■ **PROBLEM DESCRIPTION**
Could you extend the forum thread about favorite book series, picking up right after its last line?
## begin TEXT PROVIDED
# Favorite series



## Violanthe (Aug 12, 2007)

What are you favorite series of books? Whether episodic stories or a sweeping, unified trilogy, what literary series would you most recommend?


----------



## YayGollum (Aug 13, 2007)

Favorite? *checks bookcase* I need to read more books. Garn. The Star Wars series was fun, but the many different authors made for some achingly cool books versus some that I would rather not recall. Tolkien type stories aren't too bad, but I can't call them my favorite, since they are liked by too many others.  Also, nobody takes that recommendation seriously. Either they read it a long time ago, or they wouldn't be into it. The Ender series was fun. None of the stuff on Earth with the boring wars and politics, though. *falls asleep* I would readily recommend those. How's about I merely go with Greek mythology? Sort of a series, yes? Many different stories to recommend to many different tastes?


----------



## Mike (Aug 15, 2007)

The original Conan short stories, originally collected in eight books, now collected in three, comes to mind. I would malso reccomend looking at Michael Moorcock's six-book Elric series--though only the first and last are novels, the ones in-between are made up of three short stories each.


----------



## Halasían (Aug 23, 2007)

I would have to say *The Black Company* series by _Glen Cook_.
I'm re-reading the series, and have sent several individual paperback to our soldiers in Afghanistan & Iraq.

I used to recommend *Lord of the Rings* but the story has been compromised by the monitarily successful Peter Jackson movie trilogy.


----------



## Violanthe (Aug 27, 2007)

I would agree on the Ender Series. It's one of my favorites.


----------



## Persephone (Jul 23, 2008)

YayGollum said:


> Favorite? *checks bookcase* I need to read more books. Garn. The Star Wars series was fun, but the many different authors made for some achingly cool books versus some that I would rather not recall. Tolkien type stories aren't too bad, but I can't call them my favorite, since they are liked by too many others.  Also, nobody takes that recommendation seriously. Either they read it a long time ago, or they wouldn't be into it. * The Ender series* was fun. None of the stuff on Earth with the boring wars and politics, though. *falls asleep* I would readily recommend those. How's about I merely go with Greek mythology? Sort of a series, yes? Many different stories to recommend to many different tastes?




And I feel very proud since I was the one that egged you about it. 

However, I actually enjoyed the Earth affairs (wars and politics) as much as the Space affairs. My favorite book in the Ender's Game series is Xenocide, and for the Ender's Shadow series it's Shadow Puppets. I also have the Earthfall series (which you may want to check out, T ), and a few more books written by Orson Scott Card - who is now my favorite author. So I guess that can be called a collection, no?

I also have the complete His Dark Materials Trilogy collection, but it's not a favorite of mine since Pullman has left the story hanging at a most deliriously annoying point that unless he publishes the next installment soon and make it better than the first three by answering many if not all the questions left hanging, I would put him in the Robert Jordan portion of the my bookshelf for good.

I also have the Robert Langdon series from Dan Brown. I say it's a series because he is writing a third book starring the same character. That's one of my favorites, too.
## end TEXT PROVIDED
## begin LISTED RECORDS
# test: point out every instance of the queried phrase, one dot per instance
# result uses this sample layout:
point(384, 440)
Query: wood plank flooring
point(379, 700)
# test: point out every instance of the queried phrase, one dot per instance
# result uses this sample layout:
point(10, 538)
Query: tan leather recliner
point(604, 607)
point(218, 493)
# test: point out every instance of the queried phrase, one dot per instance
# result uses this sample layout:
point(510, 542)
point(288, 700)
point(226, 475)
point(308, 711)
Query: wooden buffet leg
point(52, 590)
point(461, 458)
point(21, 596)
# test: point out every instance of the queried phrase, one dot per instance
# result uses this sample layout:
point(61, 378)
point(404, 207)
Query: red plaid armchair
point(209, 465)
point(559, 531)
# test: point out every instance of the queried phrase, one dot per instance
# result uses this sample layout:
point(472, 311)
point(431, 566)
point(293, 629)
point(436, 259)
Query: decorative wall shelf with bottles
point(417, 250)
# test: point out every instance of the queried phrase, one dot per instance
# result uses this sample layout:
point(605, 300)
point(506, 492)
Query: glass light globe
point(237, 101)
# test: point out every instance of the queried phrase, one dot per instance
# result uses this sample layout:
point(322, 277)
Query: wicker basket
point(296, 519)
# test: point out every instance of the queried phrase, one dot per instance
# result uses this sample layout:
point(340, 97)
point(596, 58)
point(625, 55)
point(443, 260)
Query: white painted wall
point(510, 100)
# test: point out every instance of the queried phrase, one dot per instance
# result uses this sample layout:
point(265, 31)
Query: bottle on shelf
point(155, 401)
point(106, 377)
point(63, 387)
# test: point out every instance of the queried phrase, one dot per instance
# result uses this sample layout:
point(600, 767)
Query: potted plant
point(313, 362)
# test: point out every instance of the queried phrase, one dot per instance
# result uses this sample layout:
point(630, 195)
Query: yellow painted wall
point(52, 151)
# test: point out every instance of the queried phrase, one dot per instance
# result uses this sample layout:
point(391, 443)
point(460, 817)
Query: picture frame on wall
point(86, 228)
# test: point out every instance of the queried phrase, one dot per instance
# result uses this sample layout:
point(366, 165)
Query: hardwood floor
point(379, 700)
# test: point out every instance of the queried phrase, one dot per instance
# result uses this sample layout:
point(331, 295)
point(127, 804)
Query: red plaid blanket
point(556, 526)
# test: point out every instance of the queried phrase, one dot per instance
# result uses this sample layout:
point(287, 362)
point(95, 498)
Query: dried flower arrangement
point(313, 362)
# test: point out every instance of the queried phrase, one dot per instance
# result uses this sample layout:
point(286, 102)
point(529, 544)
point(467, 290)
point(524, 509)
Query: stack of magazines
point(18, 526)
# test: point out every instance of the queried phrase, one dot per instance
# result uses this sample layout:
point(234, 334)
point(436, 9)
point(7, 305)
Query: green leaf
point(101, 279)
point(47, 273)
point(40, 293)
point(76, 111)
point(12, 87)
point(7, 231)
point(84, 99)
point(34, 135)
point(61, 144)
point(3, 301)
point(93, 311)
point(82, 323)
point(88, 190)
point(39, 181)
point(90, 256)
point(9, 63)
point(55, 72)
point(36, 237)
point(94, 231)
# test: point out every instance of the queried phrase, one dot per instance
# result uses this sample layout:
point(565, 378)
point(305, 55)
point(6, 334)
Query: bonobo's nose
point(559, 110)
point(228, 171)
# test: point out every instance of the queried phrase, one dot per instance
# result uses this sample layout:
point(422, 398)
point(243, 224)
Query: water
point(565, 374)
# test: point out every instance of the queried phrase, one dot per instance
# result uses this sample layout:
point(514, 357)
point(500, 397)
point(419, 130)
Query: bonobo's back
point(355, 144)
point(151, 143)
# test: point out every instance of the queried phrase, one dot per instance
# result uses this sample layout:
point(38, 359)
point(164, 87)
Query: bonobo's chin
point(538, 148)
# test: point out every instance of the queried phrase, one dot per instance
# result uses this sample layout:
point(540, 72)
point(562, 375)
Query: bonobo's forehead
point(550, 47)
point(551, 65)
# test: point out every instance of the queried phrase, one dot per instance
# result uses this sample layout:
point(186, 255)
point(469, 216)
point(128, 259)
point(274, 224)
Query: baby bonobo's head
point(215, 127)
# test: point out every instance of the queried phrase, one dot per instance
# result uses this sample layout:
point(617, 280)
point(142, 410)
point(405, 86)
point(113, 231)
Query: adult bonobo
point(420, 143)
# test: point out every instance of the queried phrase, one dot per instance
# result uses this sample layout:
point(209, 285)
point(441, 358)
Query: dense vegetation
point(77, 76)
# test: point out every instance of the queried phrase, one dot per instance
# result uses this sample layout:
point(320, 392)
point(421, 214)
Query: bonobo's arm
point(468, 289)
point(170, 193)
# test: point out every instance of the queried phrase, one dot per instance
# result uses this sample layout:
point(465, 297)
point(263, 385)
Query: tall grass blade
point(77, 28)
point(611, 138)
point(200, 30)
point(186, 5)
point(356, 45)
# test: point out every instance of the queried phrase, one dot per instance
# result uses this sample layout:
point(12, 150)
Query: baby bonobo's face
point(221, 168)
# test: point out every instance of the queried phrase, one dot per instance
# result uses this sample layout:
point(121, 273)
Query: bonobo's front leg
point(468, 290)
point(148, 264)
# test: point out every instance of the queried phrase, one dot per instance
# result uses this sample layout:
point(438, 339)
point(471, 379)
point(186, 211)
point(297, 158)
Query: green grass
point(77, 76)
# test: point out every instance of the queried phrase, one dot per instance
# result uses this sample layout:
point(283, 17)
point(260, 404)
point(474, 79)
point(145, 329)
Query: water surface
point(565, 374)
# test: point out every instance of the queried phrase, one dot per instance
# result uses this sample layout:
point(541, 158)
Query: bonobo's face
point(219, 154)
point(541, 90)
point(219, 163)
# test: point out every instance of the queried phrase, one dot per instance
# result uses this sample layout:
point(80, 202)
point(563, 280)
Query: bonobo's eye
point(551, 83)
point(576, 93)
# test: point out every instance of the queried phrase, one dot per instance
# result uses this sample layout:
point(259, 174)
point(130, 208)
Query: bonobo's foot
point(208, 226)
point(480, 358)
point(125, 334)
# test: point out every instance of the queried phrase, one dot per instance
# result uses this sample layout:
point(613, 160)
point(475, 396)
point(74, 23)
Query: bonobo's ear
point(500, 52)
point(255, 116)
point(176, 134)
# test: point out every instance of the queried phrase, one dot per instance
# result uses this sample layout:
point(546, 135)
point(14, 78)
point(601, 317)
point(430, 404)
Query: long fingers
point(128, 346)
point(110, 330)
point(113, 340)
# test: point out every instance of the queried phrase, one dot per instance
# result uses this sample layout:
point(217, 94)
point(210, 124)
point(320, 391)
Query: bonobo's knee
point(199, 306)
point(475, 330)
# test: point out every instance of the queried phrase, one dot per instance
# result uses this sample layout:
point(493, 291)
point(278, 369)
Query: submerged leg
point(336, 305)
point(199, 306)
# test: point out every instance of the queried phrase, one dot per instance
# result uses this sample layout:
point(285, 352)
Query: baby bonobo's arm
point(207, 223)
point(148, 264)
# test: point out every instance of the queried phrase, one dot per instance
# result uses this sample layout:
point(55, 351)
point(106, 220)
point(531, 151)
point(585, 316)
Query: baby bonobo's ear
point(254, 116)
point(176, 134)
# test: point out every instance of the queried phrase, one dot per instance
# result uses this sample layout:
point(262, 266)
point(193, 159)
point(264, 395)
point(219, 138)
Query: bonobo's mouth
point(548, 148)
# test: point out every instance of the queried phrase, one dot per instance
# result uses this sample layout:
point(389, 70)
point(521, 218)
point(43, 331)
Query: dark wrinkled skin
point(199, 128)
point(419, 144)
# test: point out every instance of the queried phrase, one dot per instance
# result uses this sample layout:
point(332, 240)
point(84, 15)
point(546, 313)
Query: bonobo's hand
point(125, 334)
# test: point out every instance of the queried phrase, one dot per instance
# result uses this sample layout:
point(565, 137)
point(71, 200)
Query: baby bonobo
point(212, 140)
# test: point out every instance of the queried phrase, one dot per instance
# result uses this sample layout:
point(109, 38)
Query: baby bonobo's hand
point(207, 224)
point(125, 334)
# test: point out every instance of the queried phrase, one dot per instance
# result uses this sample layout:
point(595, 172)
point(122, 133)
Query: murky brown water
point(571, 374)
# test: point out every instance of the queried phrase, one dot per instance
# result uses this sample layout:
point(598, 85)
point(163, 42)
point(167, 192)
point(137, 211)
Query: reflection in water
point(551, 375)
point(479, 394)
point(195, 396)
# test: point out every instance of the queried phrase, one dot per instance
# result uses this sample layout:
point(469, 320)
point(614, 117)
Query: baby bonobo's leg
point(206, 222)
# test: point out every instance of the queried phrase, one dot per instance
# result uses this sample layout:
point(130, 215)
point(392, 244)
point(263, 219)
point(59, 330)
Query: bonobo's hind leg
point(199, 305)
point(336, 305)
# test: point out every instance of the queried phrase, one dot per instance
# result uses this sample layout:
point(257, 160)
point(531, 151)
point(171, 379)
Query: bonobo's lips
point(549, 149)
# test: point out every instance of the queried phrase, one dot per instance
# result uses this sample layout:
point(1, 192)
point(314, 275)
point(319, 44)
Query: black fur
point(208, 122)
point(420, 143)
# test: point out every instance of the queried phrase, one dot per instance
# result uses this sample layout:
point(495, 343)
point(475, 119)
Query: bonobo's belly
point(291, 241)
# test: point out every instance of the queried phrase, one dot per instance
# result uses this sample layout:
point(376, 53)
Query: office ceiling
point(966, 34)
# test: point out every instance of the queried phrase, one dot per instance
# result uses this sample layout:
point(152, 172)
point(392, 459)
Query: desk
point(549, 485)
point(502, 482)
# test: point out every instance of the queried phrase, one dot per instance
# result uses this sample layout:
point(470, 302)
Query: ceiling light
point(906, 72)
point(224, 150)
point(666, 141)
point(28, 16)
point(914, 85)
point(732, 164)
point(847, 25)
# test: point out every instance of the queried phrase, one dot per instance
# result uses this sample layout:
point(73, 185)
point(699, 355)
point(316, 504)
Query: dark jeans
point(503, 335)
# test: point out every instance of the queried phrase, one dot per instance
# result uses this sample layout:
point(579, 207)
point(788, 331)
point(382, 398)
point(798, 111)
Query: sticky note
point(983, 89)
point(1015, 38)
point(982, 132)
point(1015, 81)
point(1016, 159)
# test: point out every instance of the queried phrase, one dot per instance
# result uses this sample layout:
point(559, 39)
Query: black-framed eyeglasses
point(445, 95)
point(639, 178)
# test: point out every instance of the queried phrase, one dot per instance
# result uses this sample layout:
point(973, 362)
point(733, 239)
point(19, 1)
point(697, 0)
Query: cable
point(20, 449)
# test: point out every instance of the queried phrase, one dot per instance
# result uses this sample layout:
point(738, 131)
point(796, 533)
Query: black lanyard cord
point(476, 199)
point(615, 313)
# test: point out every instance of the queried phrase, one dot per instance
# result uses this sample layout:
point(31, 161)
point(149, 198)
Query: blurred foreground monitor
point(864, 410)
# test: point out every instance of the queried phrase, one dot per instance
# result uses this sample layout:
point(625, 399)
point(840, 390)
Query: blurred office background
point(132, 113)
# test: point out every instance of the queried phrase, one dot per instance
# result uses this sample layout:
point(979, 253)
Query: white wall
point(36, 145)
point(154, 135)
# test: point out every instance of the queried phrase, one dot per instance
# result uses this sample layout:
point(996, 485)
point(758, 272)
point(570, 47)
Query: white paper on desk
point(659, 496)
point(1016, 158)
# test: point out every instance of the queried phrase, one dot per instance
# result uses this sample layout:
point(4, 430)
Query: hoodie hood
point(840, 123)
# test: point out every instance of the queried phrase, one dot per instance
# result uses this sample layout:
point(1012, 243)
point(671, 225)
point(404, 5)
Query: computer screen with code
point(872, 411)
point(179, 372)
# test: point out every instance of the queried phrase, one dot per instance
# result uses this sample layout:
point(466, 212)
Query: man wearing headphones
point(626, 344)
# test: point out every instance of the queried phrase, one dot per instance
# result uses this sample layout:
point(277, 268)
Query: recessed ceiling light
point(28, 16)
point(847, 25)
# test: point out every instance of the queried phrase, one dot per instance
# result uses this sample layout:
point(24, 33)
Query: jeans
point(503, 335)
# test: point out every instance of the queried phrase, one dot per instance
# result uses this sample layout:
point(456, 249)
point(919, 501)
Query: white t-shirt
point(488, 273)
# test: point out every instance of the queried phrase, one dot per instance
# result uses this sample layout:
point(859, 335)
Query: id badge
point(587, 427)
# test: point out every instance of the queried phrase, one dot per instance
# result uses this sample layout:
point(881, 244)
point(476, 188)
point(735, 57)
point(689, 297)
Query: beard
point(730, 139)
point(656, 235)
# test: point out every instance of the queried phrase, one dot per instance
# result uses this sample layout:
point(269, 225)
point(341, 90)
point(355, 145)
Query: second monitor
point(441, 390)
## end LISTED RECORDS
■ **RESULT OF THE EXERCISE**
----------



## HLGStrider (Jul 24, 2008)

Lord of the Rings can be viewed as a trilogy or a whole and I prefer the whole, but I thought I'd still list it.
Narnia, obviously.

When I was younger I took a lot of pleasure in Lloyd Alexander who wrote a number of series: Westmark, Prydia, and Vesper Holly being the three I remember. 

Then Artemis Fowl . . . the Bartimaus Trilogy . . . Mary Poppins, the various Musketeer books by Dumas . . . 

There are a lot of series I like.


----------



## Ermundo (Jul 24, 2008)

I enjoyed the Bartimaus trilogy, and I am still not over the ending. That was a shocker. Other series that I've read and like include A song of Ice and Fire, plus a number of books in Arthurian literature. All that is coming off the top of my head, but unfortunately, I haven't read any book(s) in a while (except textbooks).


----------



## Illuin (Jul 24, 2008)

> _I used to recommend *Lord of the Rings* but the story has been compromised by the monitarily successful Peter Jackson movie trilogy_.


 
I don’t agree. The movies were great. Also, even if I didn't like the movies, that fact that movies were made shouldn’t even be an issue. Everybody knows the golden rule: *A book is ALWAYS at least ten times better than its movie, no matter how good the movie is*. So keep recommending _The Lord of the Rings_, because it’s very likely that more than 99% of all people have yet to experience the greatest book ever written .


----------



## Persephone (Jul 24, 2008)

Illuin said:


> I don’t agree. The movies were great. Also, even if I didn't like the movies, that fact that movies were made shouldn’t even be an issue. Everybody knows the golden rule: *A book is ALWAYS at least ten times better than its movie, no matter how good the movie is*. So keep recommending _The Lord of the Rings_, because it’s very likely that more than 99% of all people have yet to experience the greatest book ever written .



I agree, to a degree, that the book is always better than the movie version. Except for the case of Narnia. I actually enjoyed the movies better than the books.


----------



## nodnarb (Jul 28, 2008)

i liked the halo books...but that may just be because i loved the games too much


----------



## HLGStrider (Jul 28, 2008)

On the subject of game inspired fiction, I picked up the "Myst Reader," three stories/novellas based on the characters of the Myst computer games and I was actually pleasantly surprised. I'm a big fan of Riven and Myst Exile (I got a little bit bored with the original Myst and I'm currently stuck in one place on Myst:Revelations despite using a walk through on the puzzle and doing everything it said. I'm beginning to think I've got a bugged copy.)


----------



## Illuin (Jul 29, 2008)

Uh oh .....Ok; I admit, I'm kind of on the cusp of this gaming thing (grew up with Pong and early Atari). But _Myst_ (especially _Riven_....well actually mainly_ Riven_) is absolutely sacred to me (even now). Was mesmerized beyond belief! Just brilliant….catches his breath......


----------



## HLGStrider (Jul 30, 2008)

Riven is probably the best of the four. Exile had an intriguing story line and some very interesting puzzles . . . it was easier to figure out Exile simply from logic. Some of the clues in Riven were so subtle. The whole thing depended on having a memory like a trap. I took extensive notes and I still ended up going back and solving some puzzles just by guess work. 

I love how much reading you have to do in those games. Everyone keeps journals.


----------



## Persephone (Jul 30, 2008)

Speaking of serieses... I bought the first book of the Abhorsen trilogy. Has anyone else read this series? What do you guys think of it. I'm still finishing Sabriel, but it looks promising.


----------



## YayGollum (Jul 30, 2008)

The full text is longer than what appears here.